Den Text zur Gesamtausgabe der Munch-Aufnahmen vollständig und wortgetreu wiederholen.

§ EXTRAHIERTER TEXT
..........
Das ist nichts anderes als die Wiederaufbereitung von wertvollem Kulturgut. Man hat es sich bei Sony zur Regel gemacht, die potentielle CD-Länge nicht auszunutzen und jedes Album in originaler Form in einer Mini-Reproduktion des originalen LP-Covers zu integrieren, was zudem die Einhaltung der chronologischen Folge der Veröffentlichungen ermöglicht. Nach so großartigen Anthologien wie den gesamten Aufnahmen Murray Perahias, den kompletten Einspielungen des Chicago Symphony Orchestra unter Fritz Reiner bzw. unter Jean Martinon, aber auch den schmaleren Columbia-Vermächtnissen von Klaviertitanen wie Leon Fleisher oder – jüngst – Alexis Weissenberg ist nun die Gesamtausgabe der Aufnahmen Charles Munchs für RCA erschienen, bis auf die allerersten und die letzte mit dem Boston Symphony Orchestra, das Munch von 1949 bis 1962 leitete. Die Edition umfasst 86 CDs und ist mit einem schönen Bookletbuch mit kenntnisreicher Einführung des Munch-Biographen D. Kern Holoman versehen (Holomans 2012 bei Oxford University Press erschienene, umfassend informierende Munch-Biographie ist als weiterführende Lektüre sehr zu empfehlen).
..........
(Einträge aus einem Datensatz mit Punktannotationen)
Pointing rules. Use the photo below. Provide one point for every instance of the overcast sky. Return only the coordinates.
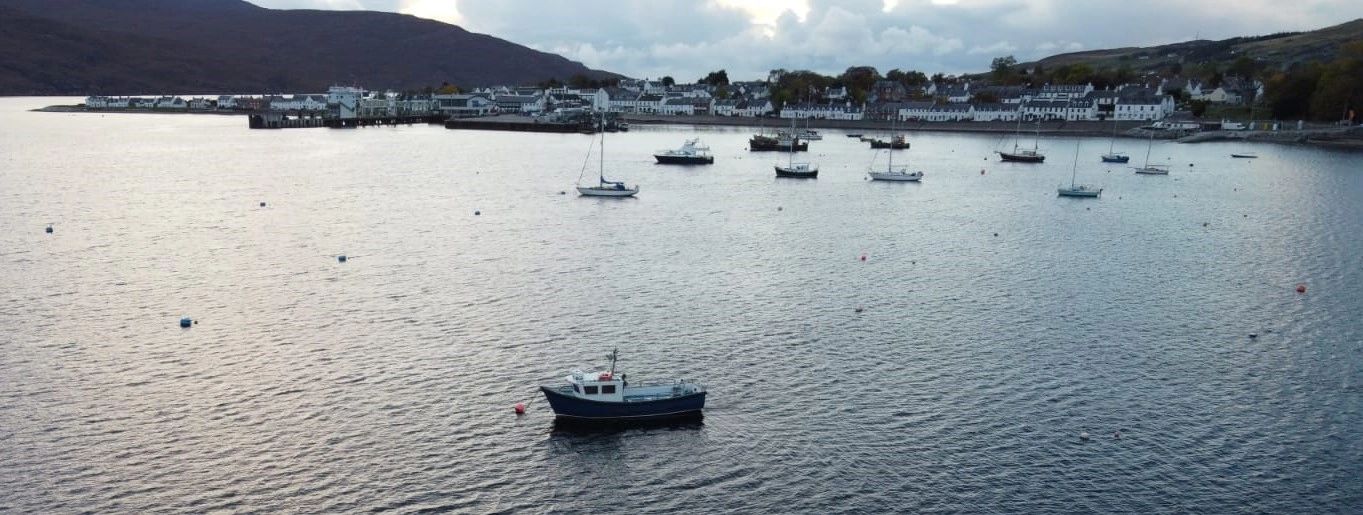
(686, 38)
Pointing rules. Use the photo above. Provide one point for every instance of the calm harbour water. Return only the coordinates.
(387, 382)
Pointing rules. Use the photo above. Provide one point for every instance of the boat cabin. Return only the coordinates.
(604, 387)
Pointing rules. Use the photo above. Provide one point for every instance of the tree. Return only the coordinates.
(859, 81)
(1340, 87)
(1002, 67)
(1198, 108)
(1242, 67)
(909, 79)
(716, 78)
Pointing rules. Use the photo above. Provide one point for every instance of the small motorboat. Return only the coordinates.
(691, 153)
(1078, 190)
(1021, 155)
(898, 142)
(1153, 170)
(798, 170)
(607, 397)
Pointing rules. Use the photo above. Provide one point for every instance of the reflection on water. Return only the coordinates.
(953, 369)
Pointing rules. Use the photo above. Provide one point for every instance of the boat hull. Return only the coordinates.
(1152, 170)
(889, 145)
(755, 145)
(789, 173)
(1080, 192)
(586, 191)
(577, 409)
(684, 160)
(1021, 157)
(896, 177)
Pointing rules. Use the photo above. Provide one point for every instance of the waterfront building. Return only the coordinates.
(995, 112)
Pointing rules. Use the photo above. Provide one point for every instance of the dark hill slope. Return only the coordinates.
(146, 47)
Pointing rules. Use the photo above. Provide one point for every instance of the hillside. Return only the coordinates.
(186, 47)
(1275, 51)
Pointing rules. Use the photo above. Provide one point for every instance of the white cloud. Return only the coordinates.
(438, 10)
(995, 49)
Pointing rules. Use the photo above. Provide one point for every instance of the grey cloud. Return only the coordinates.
(686, 38)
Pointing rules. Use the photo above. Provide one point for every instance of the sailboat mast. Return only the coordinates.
(601, 169)
(1016, 132)
(1148, 150)
(1076, 168)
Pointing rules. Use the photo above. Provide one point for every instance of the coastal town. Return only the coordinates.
(957, 101)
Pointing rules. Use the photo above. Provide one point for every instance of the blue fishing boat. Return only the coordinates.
(612, 398)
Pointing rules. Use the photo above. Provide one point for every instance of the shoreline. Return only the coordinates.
(1051, 128)
(1324, 138)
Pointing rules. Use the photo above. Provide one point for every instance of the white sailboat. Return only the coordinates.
(1112, 155)
(892, 173)
(604, 187)
(1152, 169)
(796, 169)
(1077, 190)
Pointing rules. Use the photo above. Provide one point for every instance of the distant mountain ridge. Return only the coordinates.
(186, 47)
(1273, 51)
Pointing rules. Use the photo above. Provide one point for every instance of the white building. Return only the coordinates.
(1063, 91)
(754, 108)
(821, 111)
(171, 104)
(915, 111)
(995, 112)
(521, 104)
(950, 112)
(1144, 108)
(464, 105)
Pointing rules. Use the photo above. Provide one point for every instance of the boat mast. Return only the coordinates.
(1112, 141)
(1016, 132)
(1076, 169)
(889, 164)
(1148, 150)
(601, 172)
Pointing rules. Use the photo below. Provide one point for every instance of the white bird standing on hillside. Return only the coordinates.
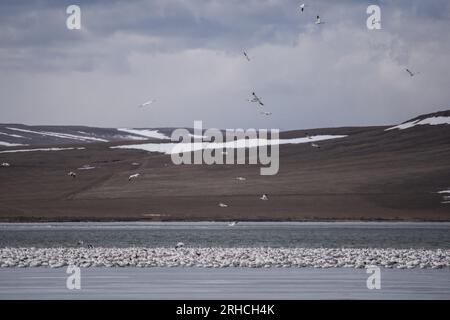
(72, 174)
(255, 98)
(133, 176)
(146, 104)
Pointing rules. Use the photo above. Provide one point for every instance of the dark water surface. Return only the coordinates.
(220, 234)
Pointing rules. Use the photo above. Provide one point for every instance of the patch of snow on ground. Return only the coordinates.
(430, 121)
(172, 148)
(11, 135)
(7, 144)
(40, 149)
(146, 133)
(60, 135)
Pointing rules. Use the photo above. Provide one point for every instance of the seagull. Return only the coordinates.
(72, 174)
(179, 245)
(133, 176)
(149, 102)
(246, 56)
(318, 21)
(412, 74)
(256, 99)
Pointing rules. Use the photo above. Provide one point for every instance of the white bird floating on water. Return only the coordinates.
(412, 74)
(72, 174)
(255, 98)
(318, 20)
(246, 56)
(179, 245)
(133, 176)
(147, 103)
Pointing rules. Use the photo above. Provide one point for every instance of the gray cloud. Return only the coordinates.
(188, 55)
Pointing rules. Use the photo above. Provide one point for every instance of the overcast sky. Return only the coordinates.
(187, 54)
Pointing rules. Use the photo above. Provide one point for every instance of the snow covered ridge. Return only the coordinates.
(8, 144)
(430, 121)
(59, 135)
(41, 149)
(172, 147)
(225, 257)
(145, 133)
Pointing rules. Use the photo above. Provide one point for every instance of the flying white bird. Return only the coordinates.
(133, 176)
(246, 56)
(146, 104)
(72, 174)
(255, 98)
(318, 21)
(412, 74)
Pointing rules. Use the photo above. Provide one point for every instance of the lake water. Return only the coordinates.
(219, 234)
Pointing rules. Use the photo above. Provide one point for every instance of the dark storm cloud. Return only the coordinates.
(188, 54)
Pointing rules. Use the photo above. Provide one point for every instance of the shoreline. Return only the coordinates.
(220, 257)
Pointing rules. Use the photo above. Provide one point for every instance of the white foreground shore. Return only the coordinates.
(225, 257)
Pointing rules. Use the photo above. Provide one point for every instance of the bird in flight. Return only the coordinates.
(147, 103)
(318, 21)
(255, 98)
(412, 74)
(246, 56)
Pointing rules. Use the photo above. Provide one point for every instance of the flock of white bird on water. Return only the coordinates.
(181, 256)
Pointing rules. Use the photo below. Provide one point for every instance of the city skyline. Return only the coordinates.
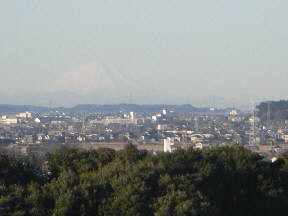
(189, 52)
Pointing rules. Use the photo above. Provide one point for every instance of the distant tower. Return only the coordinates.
(252, 133)
(130, 98)
(83, 128)
(268, 114)
(196, 124)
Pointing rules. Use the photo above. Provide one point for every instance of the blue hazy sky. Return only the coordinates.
(196, 49)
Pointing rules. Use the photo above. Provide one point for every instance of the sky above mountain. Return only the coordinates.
(184, 51)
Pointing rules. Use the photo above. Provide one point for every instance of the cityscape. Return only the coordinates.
(36, 133)
(143, 108)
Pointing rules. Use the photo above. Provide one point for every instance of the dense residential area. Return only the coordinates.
(153, 129)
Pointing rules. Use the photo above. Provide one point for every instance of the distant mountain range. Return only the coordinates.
(6, 108)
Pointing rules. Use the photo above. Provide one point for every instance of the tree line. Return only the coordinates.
(217, 181)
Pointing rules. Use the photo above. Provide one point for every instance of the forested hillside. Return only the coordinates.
(219, 181)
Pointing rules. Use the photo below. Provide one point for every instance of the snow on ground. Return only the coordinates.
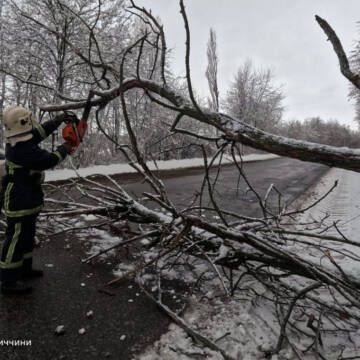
(245, 331)
(64, 174)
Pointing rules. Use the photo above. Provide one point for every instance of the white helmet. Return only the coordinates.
(18, 123)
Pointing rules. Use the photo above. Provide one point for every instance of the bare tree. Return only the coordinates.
(268, 248)
(254, 99)
(211, 71)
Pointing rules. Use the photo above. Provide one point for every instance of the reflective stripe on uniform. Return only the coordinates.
(28, 255)
(4, 265)
(41, 131)
(12, 166)
(8, 264)
(57, 153)
(18, 213)
(25, 212)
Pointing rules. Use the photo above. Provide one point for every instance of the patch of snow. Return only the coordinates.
(65, 174)
(246, 331)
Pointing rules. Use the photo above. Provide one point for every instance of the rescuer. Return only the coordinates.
(22, 192)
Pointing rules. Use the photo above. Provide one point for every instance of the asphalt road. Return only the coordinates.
(290, 177)
(69, 288)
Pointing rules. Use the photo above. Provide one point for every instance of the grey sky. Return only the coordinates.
(278, 34)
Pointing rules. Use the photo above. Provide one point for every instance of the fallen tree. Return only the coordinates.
(271, 249)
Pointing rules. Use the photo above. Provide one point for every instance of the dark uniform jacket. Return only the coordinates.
(25, 161)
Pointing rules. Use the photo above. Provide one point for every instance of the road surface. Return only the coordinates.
(128, 321)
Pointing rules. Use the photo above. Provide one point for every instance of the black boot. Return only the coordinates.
(14, 288)
(31, 274)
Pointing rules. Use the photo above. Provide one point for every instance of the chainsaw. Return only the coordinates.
(75, 129)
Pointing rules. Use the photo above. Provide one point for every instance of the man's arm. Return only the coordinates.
(42, 131)
(40, 159)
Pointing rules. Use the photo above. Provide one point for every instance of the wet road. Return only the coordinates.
(290, 177)
(69, 288)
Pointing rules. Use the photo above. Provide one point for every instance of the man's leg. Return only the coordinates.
(12, 258)
(29, 242)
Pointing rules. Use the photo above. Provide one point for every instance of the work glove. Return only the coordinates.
(68, 147)
(64, 118)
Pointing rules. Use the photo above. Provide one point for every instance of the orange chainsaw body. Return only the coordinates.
(74, 133)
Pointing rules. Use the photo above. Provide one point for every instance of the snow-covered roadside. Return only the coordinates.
(64, 174)
(243, 330)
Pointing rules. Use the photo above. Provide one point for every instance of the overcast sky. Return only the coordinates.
(278, 34)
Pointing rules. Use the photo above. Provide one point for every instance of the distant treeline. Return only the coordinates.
(317, 130)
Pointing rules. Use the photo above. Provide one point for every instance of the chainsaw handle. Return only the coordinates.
(71, 118)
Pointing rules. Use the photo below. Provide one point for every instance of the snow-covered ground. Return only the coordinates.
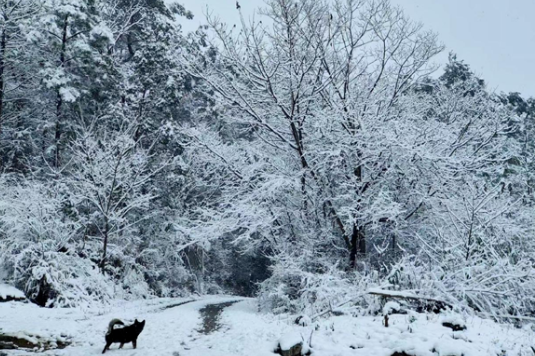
(176, 331)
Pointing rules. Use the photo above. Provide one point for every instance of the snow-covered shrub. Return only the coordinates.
(496, 288)
(290, 289)
(40, 249)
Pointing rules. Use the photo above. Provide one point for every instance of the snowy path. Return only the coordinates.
(231, 326)
(186, 328)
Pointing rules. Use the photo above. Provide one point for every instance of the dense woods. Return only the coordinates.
(303, 157)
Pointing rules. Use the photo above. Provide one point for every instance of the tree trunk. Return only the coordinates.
(105, 247)
(3, 45)
(59, 100)
(358, 246)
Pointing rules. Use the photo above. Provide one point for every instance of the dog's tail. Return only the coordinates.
(112, 324)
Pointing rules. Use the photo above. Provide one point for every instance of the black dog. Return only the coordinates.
(123, 335)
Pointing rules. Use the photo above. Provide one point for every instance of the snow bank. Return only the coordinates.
(9, 292)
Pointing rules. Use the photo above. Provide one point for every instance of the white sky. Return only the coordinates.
(495, 37)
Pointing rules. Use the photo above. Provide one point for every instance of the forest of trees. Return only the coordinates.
(303, 158)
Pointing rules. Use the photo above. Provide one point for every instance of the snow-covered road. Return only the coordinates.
(232, 326)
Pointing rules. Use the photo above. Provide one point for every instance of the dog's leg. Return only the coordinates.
(107, 347)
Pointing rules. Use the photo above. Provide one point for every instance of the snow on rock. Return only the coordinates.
(453, 321)
(303, 320)
(8, 293)
(289, 340)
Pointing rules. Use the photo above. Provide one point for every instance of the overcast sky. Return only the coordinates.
(495, 37)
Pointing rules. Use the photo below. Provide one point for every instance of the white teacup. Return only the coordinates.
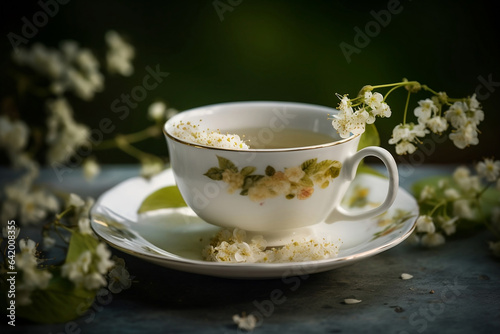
(278, 192)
..........
§ GELÖSTE AUFGABE
Das ist nichts anderes als die Wiederaufbereitung von wertvollem Kulturgut. Man hat es sich bei Sony zur Regel gemacht, die potentielle CD-Länge nicht auszunutzen und jedes Album in originaler Form in einer Mini-Reproduktion des originalen LP-Covers zu integrieren, was zudem die Einhaltung der chronologischen Folge der Veröffentlichungen ermöglicht. Nach so großartigen Anthologien wie den gesamten Aufnahmen Murray Perahias, den kompletten Einspielungen des Chicago Symphony Orchestra unter Fritz Reiner bzw. unter Jean Martinon, aber auch den schmaleren Columbia-Vermächtnissen von Klaviertitanen wie Leon Fleisher oder – jüngst – Alexis Weissenberg ist nun die Gesamtausgabe der Aufnahmen Charles Munchs für RCA erschienen, bis auf die allerersten und die letzte mit dem Boston Symphony Orchestra, das Munch von 1949 bis 1962 leitete. Die Edition umfasst 86 CDs und ist mit einem schönen Bookletbuch mit kenntnisreicher Einführung des Munch-Biographen D. Kern Holoman versehen (Holomans 2012 bei Oxford University Press erschienene, umfassend informierende Munch-Biographie ist als weiterführende Lektüre sehr zu empfehlen).